## EXTRAIT CHOISI
++++++++

La métaphysique et les sciences au XIXe siècle en France



La philosophie au XIXe siècle en France fait l’objet d’un jugement paradoxal :

D’un côté en effet, elle est évaluée comme une « réflexion philosophique tournant à vide ; l’univers mental du philosophe se rétrécit sans cesse. A la limite d’une ascèse de plus en plus formelle, la méditation semble réduite à l’opération d’un estomac qui, faute d’aliments, se digérerait lui-même » (Gusdorf, 1974, p. 436). Le retour à une métaphysique coupée de l’héritage des Lumières et des Idéologues, a entraîné l’exclusion des contenus positifs et coupé la philosophie de toute possibilité de prendre sa part dans l’avènement de l’anthropologie moderne.

Mais de l’autre, les contemporains de ce XIXe siècle purent, dans les nombreuses Situations dans lesquelles ils se sont essayés à écrire leur propre histoire, se décrire eux-mêmes par des interactions plutôt que par des exclusions. Dans le tableau qu’il destine aux Américains, Bergson esquisse ainsi les deux principaux traits qui donnent selon lui à la « philosophie française », depuis le seizième siècle, sa physionomie propre : « c’est une philosophie qui serre de près les contours de la réalité extérieure, telle que le physicien se la représente, et de très près aussi ceux de la réalité intérieure, telle qu’elle apparaît au psychologue » (Bergson, 1915, p.18). Ce qui serait spécifiquement français, par différence avec ce qui vient d’Allemagne ou de Grande-Bretagne, résiderait dans cette articulation.

Par-delà leur polarité, ces deux jugements placent ainsi au coeur de la définition de la philosophie, et de la forme particulière qu’elle prend en France au XIXe siècle, la question des rapports que la métaphysique, essentiellement envisagée dans sa dimension psychologique, entretient avec les sciences.

++++++++

## INFORMATIONS SOURCES

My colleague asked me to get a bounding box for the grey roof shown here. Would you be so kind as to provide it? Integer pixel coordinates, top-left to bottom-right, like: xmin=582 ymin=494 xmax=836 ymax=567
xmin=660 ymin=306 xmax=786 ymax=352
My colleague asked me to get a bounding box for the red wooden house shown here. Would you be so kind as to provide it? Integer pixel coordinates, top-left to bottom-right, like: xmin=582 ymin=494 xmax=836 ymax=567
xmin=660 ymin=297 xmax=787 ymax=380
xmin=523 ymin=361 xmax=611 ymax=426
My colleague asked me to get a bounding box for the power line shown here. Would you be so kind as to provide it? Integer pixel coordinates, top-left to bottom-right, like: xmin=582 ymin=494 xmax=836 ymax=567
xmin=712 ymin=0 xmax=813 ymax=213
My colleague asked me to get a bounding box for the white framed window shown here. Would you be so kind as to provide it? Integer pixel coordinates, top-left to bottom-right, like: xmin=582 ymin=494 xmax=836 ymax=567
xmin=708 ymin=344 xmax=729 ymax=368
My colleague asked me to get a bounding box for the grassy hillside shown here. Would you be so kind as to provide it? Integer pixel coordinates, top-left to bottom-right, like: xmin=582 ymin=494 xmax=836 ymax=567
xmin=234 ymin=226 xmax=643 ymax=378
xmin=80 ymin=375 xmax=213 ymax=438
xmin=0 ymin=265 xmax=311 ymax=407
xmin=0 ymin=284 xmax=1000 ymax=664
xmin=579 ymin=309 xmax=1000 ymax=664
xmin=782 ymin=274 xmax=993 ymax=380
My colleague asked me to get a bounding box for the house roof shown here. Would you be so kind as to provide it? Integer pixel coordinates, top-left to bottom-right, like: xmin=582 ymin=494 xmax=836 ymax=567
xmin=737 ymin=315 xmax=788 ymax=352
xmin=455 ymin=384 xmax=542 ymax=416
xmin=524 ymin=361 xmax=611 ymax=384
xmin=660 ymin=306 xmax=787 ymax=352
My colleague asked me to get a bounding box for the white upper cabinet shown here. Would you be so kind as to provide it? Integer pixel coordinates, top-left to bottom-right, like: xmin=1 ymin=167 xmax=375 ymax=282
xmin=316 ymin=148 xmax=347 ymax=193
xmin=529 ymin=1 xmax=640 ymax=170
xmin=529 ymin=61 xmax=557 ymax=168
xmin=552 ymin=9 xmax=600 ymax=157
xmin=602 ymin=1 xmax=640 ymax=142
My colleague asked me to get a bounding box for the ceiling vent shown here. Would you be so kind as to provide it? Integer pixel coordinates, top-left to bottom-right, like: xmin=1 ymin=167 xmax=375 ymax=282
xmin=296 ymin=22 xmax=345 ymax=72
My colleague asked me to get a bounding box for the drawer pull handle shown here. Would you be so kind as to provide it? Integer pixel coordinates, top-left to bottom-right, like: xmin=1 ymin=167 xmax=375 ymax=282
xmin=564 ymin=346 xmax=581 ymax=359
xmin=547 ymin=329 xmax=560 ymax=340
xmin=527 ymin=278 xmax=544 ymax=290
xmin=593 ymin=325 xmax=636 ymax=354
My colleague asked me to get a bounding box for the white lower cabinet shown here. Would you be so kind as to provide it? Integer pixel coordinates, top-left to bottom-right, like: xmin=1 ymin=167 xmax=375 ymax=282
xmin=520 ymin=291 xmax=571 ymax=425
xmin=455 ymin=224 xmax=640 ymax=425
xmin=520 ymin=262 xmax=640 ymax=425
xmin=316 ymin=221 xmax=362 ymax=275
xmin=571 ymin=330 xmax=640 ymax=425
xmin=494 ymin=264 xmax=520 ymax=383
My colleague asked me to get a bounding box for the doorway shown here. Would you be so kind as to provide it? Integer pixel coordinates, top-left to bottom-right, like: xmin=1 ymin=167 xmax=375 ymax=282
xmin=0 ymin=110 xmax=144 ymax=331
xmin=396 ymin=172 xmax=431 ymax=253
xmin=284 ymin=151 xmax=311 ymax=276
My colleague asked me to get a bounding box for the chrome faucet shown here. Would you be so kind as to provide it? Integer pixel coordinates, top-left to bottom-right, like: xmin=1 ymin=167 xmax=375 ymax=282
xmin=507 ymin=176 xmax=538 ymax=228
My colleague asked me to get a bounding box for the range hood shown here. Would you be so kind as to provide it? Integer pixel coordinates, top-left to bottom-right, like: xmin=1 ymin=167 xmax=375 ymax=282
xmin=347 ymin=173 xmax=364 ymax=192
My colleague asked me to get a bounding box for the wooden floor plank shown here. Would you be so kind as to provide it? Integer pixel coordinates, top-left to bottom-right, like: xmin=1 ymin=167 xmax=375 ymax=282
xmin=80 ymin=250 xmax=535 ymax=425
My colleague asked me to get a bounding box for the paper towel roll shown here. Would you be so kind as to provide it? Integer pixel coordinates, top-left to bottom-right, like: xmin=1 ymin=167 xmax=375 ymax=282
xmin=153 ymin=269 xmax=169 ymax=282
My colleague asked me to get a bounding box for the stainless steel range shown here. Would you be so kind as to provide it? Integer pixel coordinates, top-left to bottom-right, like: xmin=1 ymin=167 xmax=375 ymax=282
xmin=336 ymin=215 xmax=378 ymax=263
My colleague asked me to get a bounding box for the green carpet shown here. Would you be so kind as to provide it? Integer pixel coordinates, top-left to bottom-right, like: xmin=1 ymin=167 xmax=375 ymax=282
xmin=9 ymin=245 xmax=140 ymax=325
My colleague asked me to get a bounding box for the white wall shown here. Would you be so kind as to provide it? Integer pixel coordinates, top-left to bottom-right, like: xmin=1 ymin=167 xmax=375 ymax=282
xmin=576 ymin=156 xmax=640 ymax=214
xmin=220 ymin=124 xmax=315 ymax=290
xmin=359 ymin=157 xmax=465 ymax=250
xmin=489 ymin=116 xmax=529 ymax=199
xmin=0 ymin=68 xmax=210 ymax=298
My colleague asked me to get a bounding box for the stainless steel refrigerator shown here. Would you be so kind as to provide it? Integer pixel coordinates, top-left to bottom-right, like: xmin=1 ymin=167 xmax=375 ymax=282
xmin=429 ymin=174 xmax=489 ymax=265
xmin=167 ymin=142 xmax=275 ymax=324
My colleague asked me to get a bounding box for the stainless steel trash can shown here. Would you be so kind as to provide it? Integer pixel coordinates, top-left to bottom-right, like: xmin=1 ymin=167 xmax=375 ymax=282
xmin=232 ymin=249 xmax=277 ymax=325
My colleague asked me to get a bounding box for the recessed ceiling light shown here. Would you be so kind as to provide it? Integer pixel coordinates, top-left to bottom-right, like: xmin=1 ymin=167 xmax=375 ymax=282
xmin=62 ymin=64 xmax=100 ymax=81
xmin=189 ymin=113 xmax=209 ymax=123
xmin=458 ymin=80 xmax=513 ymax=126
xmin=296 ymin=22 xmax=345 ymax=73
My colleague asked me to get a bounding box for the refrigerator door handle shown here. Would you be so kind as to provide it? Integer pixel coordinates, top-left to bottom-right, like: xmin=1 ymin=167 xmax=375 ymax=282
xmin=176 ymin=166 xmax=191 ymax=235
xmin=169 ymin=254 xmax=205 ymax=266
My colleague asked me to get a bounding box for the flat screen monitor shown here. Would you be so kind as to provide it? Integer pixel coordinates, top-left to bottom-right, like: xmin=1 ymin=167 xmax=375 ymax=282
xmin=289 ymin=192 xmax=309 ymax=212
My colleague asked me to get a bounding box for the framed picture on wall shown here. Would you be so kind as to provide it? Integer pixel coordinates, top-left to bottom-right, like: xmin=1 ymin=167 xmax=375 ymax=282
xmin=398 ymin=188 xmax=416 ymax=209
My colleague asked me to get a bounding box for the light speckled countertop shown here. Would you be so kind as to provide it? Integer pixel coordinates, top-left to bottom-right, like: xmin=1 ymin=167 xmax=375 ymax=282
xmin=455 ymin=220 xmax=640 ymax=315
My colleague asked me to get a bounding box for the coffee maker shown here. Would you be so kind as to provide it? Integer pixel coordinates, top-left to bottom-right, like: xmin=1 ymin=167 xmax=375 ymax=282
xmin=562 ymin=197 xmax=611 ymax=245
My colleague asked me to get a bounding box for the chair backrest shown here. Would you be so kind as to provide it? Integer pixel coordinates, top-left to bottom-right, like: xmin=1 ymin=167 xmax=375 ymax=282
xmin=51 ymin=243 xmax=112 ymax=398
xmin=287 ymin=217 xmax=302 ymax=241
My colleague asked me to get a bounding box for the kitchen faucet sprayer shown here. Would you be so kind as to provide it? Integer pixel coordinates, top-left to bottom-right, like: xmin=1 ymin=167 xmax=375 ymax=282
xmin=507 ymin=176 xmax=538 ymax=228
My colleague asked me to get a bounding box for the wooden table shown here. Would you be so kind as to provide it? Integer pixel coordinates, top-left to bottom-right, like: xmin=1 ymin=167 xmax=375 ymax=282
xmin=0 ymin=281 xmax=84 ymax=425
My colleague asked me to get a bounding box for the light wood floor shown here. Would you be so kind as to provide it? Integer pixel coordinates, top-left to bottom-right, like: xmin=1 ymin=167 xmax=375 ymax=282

++++++++

## CONSIGNES DE L'EXERCICE
a. Restituez le passage du texte sur la métaphysique et les sciences qui commence à « D’un côté en » et se termine à « de l’anthropologie moderne. ».
b. Prolongez le texte sur la métaphysique et les sciences à partir de sa dernière phrase.
Les enregistrements ne servent pas pour cet exercice.

## RÉSULTATS
a.
D’un côté en effet, elle est évaluée comme une « réflexion philosophique tournant à vide ; l’univers mental du philosophe se rétrécit sans cesse. A la limite d’une ascèse de plus en plus formelle, la méditation semble réduite à l’opération d’un estomac qui, faute d’aliments, se digérerait lui-même » (Gusdorf, 1974, p. 436). Le retour à une métaphysique coupée de l’héritage des Lumières et des Idéologues, a entraîné l’exclusion des contenus positifs et coupé la philosophie de toute possibilité de prendre sa part dans l’avènement de l’anthropologie moderne.

b.
Dans le cadre du programme LabEx COMOD "The Battle for the Science of Man" (BATTMAN), l’objectif de ce colloque est d’explorer l’ensemble de ces relations. La relation d’exclusion réciproque est un cas de figure : exclusion, par les philosophes-métaphysiciens, de l’intégration des savoirs positifs dans une science de l’homme ; et exclusion, par les scientifiques-positivistes, de la part de spéculation dans la connaissance de la nature et de l’homme en tant qu’être naturel et social. Mais les démarcations réciproques elles-mêmes procèdent d’interactions, dont on oublie souvent qu’elles manifestent un lexique et des enjeux communs. La requalification condillacienne de la métaphysique abstraite, en humble connaissance des limites (étendue et bornes) de la connaissance humaine, peut ainsi, au fur et à mesure du siècle, se transformer en idéologie puis en psychologie empirique et en métaphysique positive. Symétriquement, les progrès scientifiques attendus, notamment en médecine, peuvent être corrélés à une théorie plus rigoureuse des relations entre l’esprit et le principe vital, et se traduire dans diverses formes de spiritualisme organique ou de métaphysique médicale.

Ce colloque nous permettra ainsi d’observer une philosophie au travail, ou à l’état pratique, cherchant à se constituer dans un dialogue permanent avec des champs du savoir que l’on a pu ensuite considérer comme ses extérieurs. Il nous permettra, en somme, de repenser l’intérêt et les enjeux d’une pratique interdisciplinaire de la philosophie, à partir d’un retour sur la genèse polémique des séparations disciplinaires actuelles.